◆ Given problem:
Copy the material below word for word, omitting the picture.

◆ Record list:

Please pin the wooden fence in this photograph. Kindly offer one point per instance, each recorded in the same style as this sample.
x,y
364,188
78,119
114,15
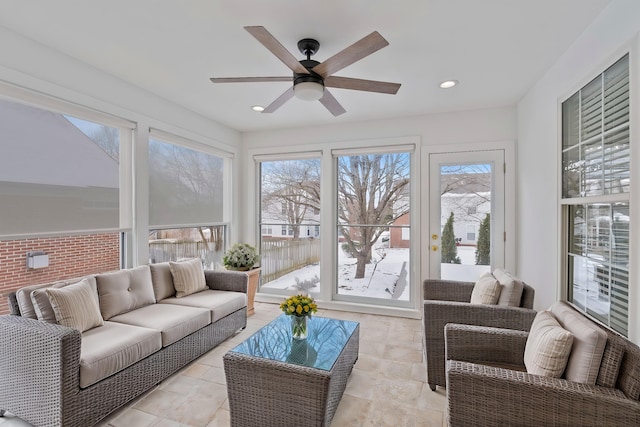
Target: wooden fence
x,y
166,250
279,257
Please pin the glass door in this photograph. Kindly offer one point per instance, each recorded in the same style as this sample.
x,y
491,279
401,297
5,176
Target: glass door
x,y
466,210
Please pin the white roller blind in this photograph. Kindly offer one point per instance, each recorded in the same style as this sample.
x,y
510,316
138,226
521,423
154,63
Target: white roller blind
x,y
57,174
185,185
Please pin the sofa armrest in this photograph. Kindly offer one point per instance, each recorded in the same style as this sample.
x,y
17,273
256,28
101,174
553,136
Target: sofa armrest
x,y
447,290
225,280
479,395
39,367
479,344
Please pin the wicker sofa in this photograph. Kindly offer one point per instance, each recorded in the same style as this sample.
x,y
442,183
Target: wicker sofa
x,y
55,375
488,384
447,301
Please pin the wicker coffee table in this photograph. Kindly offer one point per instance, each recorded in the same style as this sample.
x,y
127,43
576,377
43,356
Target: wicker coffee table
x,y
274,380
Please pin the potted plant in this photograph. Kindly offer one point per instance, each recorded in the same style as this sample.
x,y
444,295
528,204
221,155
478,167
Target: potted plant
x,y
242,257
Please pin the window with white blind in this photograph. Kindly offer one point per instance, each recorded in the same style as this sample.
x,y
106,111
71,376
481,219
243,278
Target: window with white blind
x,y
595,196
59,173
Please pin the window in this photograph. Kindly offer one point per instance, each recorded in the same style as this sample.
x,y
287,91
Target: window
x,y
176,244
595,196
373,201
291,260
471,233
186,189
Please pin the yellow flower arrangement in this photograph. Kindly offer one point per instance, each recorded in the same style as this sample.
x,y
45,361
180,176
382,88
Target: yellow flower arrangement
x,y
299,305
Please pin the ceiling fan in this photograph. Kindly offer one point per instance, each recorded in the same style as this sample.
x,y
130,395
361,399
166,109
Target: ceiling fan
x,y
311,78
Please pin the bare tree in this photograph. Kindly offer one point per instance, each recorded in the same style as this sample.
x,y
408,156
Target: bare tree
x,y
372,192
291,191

◆ The result:
Please pin the wooden fence in this photograph. Kindly offer one point per instance, each recorded in the same style as this sample.
x,y
364,188
78,119
114,15
Target: wooden fence
x,y
166,250
279,257
Please pin the glass door in this photograph. Kindly offer one point per instance, each recorded in the same style as this sample.
x,y
491,279
401,297
5,176
Target: glass door
x,y
466,210
Please pin the white roller blind in this photograph. Kindly offer one point per instance, each recorded in the same style as this sample.
x,y
510,316
138,226
521,423
154,63
Target: white roller blind
x,y
57,174
185,185
Please pin the sofa armrest in this photograph. Kindly offer one point per instance, each recorded in the same style as this sample.
x,y
17,273
256,28
101,174
553,136
Target: sofa armrest
x,y
447,290
225,280
479,395
39,367
479,344
Please pin the wicker sofa in this photograph. Kindly offer one point per instance, each recorded in the same style as this sample.
x,y
442,183
Target: wicker sofa
x,y
55,375
488,384
447,301
Please pin the wicker coffee table in this photograph. Kindly offer one point per instance, each recorded in the same style as this sample.
x,y
127,43
576,377
43,356
Target: wicker coffee table
x,y
274,380
Please pin the potted plant in this photograph. Kindly offer one point per instance, each recorded in the same style as this sample.
x,y
444,295
528,204
221,155
478,167
Target: potted plant
x,y
242,257
Please pin the window with white blind in this photograph. Kindly offer one point per instance, each recorded in the same style as this sample.
x,y
106,111
71,376
481,219
243,278
Target: window with white blind
x,y
595,196
59,173
Please pin the window in this photograph. Kindly offer one point per instance, each recorded in the same style as this sample.
x,y
287,91
Target: window
x,y
176,244
595,196
373,201
291,260
471,233
186,189
Please pin the yellow flower arrangement in this photograph. Kindly offer one point per instance, each recorded in the same style as this sample.
x,y
45,361
180,176
382,88
Target: yellow flower arrangement
x,y
299,305
Please pin the ceiling fan in this photograph. Kindly offer one point per instance, each recorded in the same style as this sample.
x,y
130,395
361,399
166,109
Target: ceiling fan
x,y
311,78
Please pin the bare tree in this photograph. Kindly offer one point per instance, each recorded in the same style as this sample.
x,y
408,156
Target: bare tree
x,y
372,192
291,191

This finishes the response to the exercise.